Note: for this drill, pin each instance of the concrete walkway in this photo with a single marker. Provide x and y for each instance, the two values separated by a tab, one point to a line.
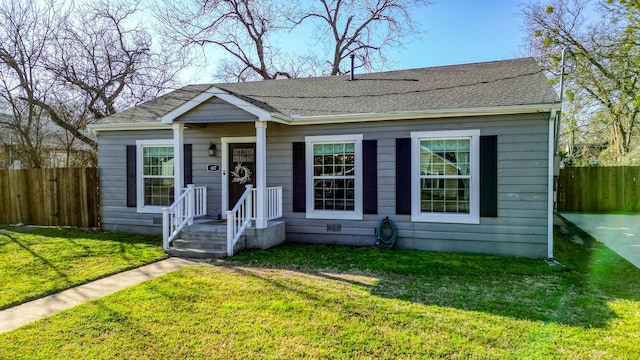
621	233
23	314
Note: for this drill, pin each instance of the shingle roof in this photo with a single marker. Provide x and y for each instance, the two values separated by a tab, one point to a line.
489	84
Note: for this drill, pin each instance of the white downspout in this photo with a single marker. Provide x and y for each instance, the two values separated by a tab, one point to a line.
261	174
178	159
552	153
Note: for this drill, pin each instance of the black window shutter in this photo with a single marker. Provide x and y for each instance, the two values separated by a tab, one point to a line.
403	176
131	176
370	176
489	176
188	165
299	181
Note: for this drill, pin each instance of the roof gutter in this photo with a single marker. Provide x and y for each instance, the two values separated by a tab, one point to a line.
354	118
429	114
96	128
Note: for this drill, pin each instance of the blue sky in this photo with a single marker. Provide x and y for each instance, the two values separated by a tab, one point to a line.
463	31
451	32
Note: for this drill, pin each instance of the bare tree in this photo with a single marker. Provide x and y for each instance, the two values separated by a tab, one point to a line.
107	59
241	28
365	28
606	68
25	28
74	63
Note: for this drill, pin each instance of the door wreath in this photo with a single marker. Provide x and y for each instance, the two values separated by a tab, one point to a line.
241	174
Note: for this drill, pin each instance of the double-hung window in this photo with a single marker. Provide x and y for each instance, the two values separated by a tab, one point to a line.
445	176
334	176
155	169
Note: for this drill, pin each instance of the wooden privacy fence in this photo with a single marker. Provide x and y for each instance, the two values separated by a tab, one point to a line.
599	189
62	196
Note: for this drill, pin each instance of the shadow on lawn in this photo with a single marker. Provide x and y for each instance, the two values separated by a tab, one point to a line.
26	248
574	295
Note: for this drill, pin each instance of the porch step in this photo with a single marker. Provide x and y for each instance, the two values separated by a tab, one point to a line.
203	241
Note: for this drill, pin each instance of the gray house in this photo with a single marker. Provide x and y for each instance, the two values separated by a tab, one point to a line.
457	156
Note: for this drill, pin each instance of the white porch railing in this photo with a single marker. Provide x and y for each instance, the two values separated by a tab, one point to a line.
239	218
273	197
245	210
191	203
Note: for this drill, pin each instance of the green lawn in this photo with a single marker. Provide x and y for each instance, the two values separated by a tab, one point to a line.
35	262
336	302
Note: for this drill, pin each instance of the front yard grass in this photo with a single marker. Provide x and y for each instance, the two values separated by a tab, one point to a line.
37	261
300	301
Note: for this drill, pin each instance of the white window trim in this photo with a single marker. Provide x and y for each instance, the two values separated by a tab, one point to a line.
356	214
474	185
140	178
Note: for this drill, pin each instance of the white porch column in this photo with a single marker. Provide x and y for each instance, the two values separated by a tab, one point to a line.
178	158
261	174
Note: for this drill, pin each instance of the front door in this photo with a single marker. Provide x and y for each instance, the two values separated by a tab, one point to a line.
242	170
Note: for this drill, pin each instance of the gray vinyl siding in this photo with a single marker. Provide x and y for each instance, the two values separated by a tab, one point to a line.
215	110
519	230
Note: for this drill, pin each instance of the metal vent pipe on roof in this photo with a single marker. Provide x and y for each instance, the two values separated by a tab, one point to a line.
352	76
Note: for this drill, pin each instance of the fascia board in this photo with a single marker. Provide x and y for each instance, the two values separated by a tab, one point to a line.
95	128
408	115
261	114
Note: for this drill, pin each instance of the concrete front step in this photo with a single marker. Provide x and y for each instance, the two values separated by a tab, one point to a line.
196	253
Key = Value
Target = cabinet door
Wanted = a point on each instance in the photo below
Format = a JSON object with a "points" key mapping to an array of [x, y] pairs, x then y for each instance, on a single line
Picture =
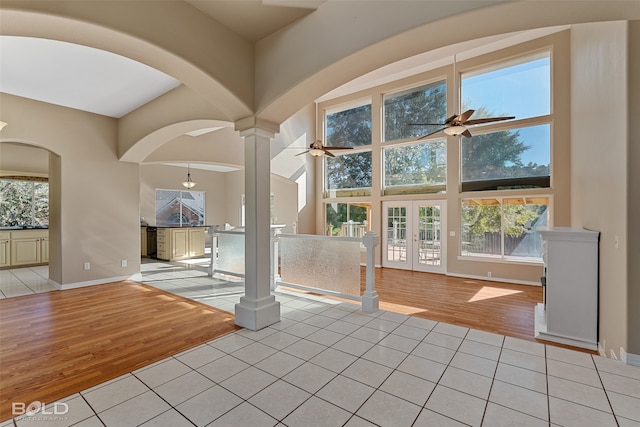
{"points": [[25, 251], [5, 251], [196, 242], [180, 244]]}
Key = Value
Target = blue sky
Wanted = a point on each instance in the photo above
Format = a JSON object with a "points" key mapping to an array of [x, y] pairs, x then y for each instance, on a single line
{"points": [[522, 90]]}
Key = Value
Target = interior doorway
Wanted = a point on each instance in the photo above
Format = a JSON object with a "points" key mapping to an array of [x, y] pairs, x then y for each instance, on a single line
{"points": [[414, 235]]}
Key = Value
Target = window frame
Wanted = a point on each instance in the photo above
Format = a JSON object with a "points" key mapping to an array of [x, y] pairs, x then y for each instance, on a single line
{"points": [[166, 224]]}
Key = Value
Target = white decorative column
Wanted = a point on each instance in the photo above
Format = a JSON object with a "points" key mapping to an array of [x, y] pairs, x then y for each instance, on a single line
{"points": [[257, 309], [370, 300]]}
==========
_Task instructions:_
Print each entry shown above with exact wording and no pictures.

_Answer to this problem:_
Note: for this drill, pin each instance of the concrete walkway in this photo with a single marker. Provide x and y for each instance, the two values separated by a tab, one point to a line.
621	233
23	314
Note: for this drill, pin each instance of the shingle roof in this photo with a single marker. Provide x and y for each instance, the two values separated by a tab, one point to a line.
489	84
Note: for this drill, pin each instance of the white downspout in this photo with a single marker. Provide x and y for each instance, the two values separated by a tab, one point to a line.
261	174
178	159
552	153
Note: for this drill, pin each instance of the black window shutter in this photo with a single marker. Provide x and y for each instance, the two values separated by a tab, one point to a line.
403	176
131	176
370	176
489	176
188	165
299	181
Note: for this drill, pin each instance of the roof gutter in this photo with a single marker. Provide x and y for each instance, the two values separated by a tab, one point to a line.
354	118
429	114
96	128
Note: for this drill, pin each instance of the blue sky in this photo with a single marker. Provide x and y for each instance, the two values separated by a tab, one point to a line.
463	31
451	32
Note: for this drill, pin each instance of the bare tree in this photo with a single marker. Provide x and y for each instance, the two values separated by a tab, one point to a line.
107	59
241	28
365	28
606	68
25	28
74	63
Note: for this drill, pin each instance of the door wreath in this photo with a single marker. Provide x and y for each instance, the two values separated by a tab, one point to a line.
241	174
Note: for this drill, pin each instance of the double-hung window in this photo with a single marker. Provide x and y for each instance, the two values separated by a tab, one point to a line.
445	176
334	176
155	169
Note: for this drill, pin each instance of the wooden privacy fence in this photo with a single marker. Provide x and y for each instance, the two values separated by a tab, one point to a line.
599	189
62	196
Note: for this drill, pin each instance of the shadow on lawn in this photo with a single marker. Provide x and y for each instance, the two values separated by a tab, one point to a line.
26	248
574	295
Note: for this drill, pin each instance of the porch step in this photo with a single marker. Provide x and y for each instance, the two values separated by a tab, one point to a line.
203	241
Note: for this drill, pin each instance of the gray house in this photo with a single marker. Provide x and y for each instance, the two values separated by a tab, one point to a line.
457	156
Note: for this drill, pin each instance of the white porch railing in this photo with a single marker. Provide x and y for each instance, the two values separated by a tab, one point to a line.
239	218
273	197
245	210
191	203
Note: for this drill, pin each instance of the green lawn in this photo with a single marker. Provide x and y for each instance, the two values separated by a tab, one point to a line.
35	262
336	302
Note: for this drill, pin each instance of the front yard grass in this photo with a single marker. Provide x and y for each instance, the two values separated by a tab, one point to a line.
37	261
300	301
Note: for this drill, pin each instance of the white window trim in this photo with a single marker. Provide x and y for each instance, the two values separated by a tab, one point to a line.
356	214
474	185
140	178
Note: for this drill, pin each instance of the white porch column in this photo with a single marker. Provide x and y for each instance, the two values separated by a tab, one point to a line.
178	158
261	174
Note: for this drill, pin each instance of the front door in this photo with a single marker. Provide x and y for each instance, the two values separated by a tab, one point to a line.
242	170
Note: for this drill, pin each instance of the gray vinyl siding in this photo with a single marker. Provide x and y for each instance, the two values separated by a tab, one point to a line.
215	110
519	230
Note: for this drill, pin each instance of the metal vent pipe on roof in this photo with a single marker. Provide x and y for each instance, the two values separated by a tab, one point to a line.
352	76
Note: for this drill, pin each instance of the fascia board in this photo with a single marker. Provide x and y for each instance, the two values separated by a tab, one point to a line.
95	128
408	115
261	114
Note: for this drill, pin each instance of the concrete front step in this photo with a single marker. Provide x and y for each instance, the two values separated by a tab, one point to a line.
196	253
Key = Value
Target = cabinet door
Wanted = a point on each instance in the photo below
Format = a JSON object with a "points" key mapping to an array of [x, y] pairs, x then y for each instance, on a single line
Picture =
{"points": [[25, 251], [5, 251], [196, 242], [180, 244]]}
Key = Value
Target = blue sky
Wanted = a point on each instance in the photo above
Format = a JSON object with a "points" key mapping to an array of [x, y] pairs, x then y for each instance, on a single line
{"points": [[522, 90]]}
Key = Value
Target = interior doorway
Wanted = a point on each instance in the photo above
Format = a JSON object with a "points" key mapping to an array of [x, y] pairs, x then y for each instance, on a single line
{"points": [[414, 235]]}
Key = Value
Target = window frame
Wanted = a point on each instance in the photo above
Format = a JSON object with a "points" key mapping to an array of [x, y] pairs, x then y for each instance, on a single line
{"points": [[166, 224]]}
Key = Value
Target = white decorative column
Wanted = a point on each instance in the photo above
Format = a JSON object with a "points" key mapping to an array of [x, y] pairs, x then y for each instance, on a single line
{"points": [[257, 309], [370, 300]]}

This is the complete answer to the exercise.